**Text segment**
>>

Parallel computing with PETSc using a large number of cores on a supercomputer

Hi FreeFem++ developers!

Thank you very much for making FF.

I am currently attempting to run FF with PETSc on a supercomputer.
Are there any considerations to keep in mind for accuracy when performing large-scale parallel computations?

First, I compared the calculation results between my PC and the supercomputer, and found that the results were different.
I am trying to deal with this problem of deteriorating accuracy by setting the required residuals (-ksp_rtol) more strictly and by increasing the upper limit of the number of convergence times (-ksp_max_it).

set(A, sparams = "-pc_type gamg -ksp_type gmres -ksp_rtol 1e-6 -ksp_max_it 10000 -pc_gamg_threshold 0.01");

You could try to add -ksp_pc_side right as well, but other than that, it should work just fine. Are you facing a particular issue?

Dear Jolivet,

Thank you very much for your constant guidance.

I will try the method you suggested as soon as possible.
I am probably facing a worse accuracy problem when the number of cores is increased, perhaps…

I am currently working on a 3D structural optimization problem using FF++ and PETSc.
There, I have encountered a problem where the final design solution is different for different number of cores (10 cores @ my WS, 76 cores @ super computer).
It seems that when the number of cores is large, (-ksp_max_it) is reached before the required accuracy (-ksp_rtol) is met, poor accuracy accumulated during the optimization process.

I have very little experience with parallel ( and in fact find it to be an unfortunate late
resort lol ) but I am curious if you can elaborate on the issue or think of a simple
test case that may help narrow down the problem. Is the solution likely to be sensitive
to matrix element values? Someone was here earlier complainging FF was different
from matlab but posted files demonstrating rounding of matrtix elements in the
one case. If your problem is marginally well posed, that could be a factor.
Anye idea if the errors have any relationship to the way the task is partitioned?
There may be simpler problems that generate simpler matricies that make any issues
more obvious to spot.

<<

**Task list**
• A. Copy out the part of the PETSc thread that opens with the words containing "Hi FreeFem++ developers!" and closes with "convergence times (-ksp_max_it).".
• B. Answer these questions using the PETSc thread.
(i) What value does the posted settings line give for -ksp_rtol?
(ii) Which option does the first reply suggest adding?
(iii) How many cores were used on the workstation and how many on the supercomputer?
• C. In the PETSc thread, rewrite the paragraph beginning "I am currently working on a 3D structural optimization problem" as a short list that keeps its main facts.

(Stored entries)
>>

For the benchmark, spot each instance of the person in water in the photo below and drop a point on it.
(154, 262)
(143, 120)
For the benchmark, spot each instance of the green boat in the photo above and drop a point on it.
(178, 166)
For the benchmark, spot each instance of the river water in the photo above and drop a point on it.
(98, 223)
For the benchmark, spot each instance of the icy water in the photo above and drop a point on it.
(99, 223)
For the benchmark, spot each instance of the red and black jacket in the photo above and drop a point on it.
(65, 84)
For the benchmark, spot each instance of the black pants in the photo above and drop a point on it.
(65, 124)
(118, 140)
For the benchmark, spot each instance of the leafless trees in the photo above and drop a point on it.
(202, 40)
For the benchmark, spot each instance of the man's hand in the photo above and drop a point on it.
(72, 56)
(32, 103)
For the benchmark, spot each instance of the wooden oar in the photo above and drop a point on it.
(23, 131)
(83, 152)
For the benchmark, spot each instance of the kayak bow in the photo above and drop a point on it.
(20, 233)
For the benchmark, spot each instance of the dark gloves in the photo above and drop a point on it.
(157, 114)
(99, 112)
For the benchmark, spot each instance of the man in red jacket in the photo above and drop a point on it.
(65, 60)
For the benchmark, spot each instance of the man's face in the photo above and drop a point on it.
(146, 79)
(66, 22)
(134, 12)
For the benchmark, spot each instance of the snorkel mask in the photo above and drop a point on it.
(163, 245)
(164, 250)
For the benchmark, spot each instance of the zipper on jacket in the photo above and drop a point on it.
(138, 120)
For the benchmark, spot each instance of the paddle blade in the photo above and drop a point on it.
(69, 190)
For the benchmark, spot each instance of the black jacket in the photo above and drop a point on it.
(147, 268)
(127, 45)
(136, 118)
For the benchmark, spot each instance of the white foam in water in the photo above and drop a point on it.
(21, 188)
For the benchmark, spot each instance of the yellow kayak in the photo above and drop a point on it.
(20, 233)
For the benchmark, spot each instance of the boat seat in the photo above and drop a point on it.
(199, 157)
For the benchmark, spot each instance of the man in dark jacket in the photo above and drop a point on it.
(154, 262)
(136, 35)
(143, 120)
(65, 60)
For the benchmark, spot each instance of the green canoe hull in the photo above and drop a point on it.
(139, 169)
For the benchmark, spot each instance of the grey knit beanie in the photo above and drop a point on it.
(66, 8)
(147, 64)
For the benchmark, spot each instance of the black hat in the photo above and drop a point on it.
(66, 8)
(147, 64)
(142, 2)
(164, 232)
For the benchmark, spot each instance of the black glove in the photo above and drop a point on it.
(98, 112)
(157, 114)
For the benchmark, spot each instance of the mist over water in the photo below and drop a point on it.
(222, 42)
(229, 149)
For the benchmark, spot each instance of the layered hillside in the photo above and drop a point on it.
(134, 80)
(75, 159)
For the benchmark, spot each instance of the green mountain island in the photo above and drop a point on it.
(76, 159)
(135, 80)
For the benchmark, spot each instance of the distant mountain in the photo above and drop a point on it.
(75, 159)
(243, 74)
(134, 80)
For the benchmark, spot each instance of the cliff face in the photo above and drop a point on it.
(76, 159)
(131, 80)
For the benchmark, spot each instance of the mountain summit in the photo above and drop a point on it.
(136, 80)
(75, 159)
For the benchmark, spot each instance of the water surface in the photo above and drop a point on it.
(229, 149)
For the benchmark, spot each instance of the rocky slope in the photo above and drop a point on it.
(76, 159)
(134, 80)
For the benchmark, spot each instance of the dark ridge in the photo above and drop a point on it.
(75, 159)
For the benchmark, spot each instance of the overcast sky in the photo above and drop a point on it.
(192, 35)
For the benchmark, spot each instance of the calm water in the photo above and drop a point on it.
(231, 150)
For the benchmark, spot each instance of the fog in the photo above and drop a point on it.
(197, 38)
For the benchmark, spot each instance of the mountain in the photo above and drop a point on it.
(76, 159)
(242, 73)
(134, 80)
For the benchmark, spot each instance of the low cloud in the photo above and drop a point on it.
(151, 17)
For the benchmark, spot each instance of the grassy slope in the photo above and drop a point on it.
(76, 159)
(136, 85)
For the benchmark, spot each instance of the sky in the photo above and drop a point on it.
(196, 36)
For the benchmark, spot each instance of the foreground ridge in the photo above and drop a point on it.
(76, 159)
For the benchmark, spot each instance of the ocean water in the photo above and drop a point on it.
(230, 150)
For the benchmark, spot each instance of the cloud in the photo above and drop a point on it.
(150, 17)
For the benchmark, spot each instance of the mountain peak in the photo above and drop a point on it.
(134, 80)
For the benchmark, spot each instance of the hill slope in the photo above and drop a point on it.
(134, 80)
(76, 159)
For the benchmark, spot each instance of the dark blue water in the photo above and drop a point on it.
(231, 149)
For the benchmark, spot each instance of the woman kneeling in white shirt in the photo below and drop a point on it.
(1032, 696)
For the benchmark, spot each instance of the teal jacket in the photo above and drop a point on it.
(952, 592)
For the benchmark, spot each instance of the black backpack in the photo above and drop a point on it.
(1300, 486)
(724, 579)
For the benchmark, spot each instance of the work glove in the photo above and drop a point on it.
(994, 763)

<<

**Expected answers**
• A.
Hi FreeFem++ developers!

Thank you very much for making FF.

I am currently attempting to run FF with PETSc on a supercomputer.
Are there any considerations to keep in mind for accuracy when performing large-scale parallel computations?

First, I compared the calculation results between my PC and the supercomputer, and found that the results were different.
I am trying to deal with this problem of deteriorating accuracy by setting the required residuals (-ksp_rtol) more strictly and by increasing the upper limit of the number of convergence times (-ksp_max_it).

• B.
(i) 1e-6
(ii) -ksp_pc_side right
(iii) 10 cores on the workstation and 76 on the supercomputer

• C.
- Work: a 3D structural optimization problem using FF++ and PETSc.
- Problem: the final design differs with the number of cores (10 cores on the workstation, 76 on the supercomputer).
- Apparent cause: with many cores, -ksp_max_it is reached before the required accuracy (-ksp_rtol) is met, so poor accuracy builds up during the optimization.